• RECORDS FOR THE TASK:
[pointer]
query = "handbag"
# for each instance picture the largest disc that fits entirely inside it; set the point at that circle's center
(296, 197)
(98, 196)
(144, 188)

• PROBLEM TO WORK ON:
Rewrite the rows above, swapping "handbag" for "purse" and leaving everything else the same.

• RESPONSE:
[pointer]
query = "purse"
# for each instance picture the largest disc that fits entirely inside it; set the point at that circle's center
(296, 197)
(98, 196)
(144, 188)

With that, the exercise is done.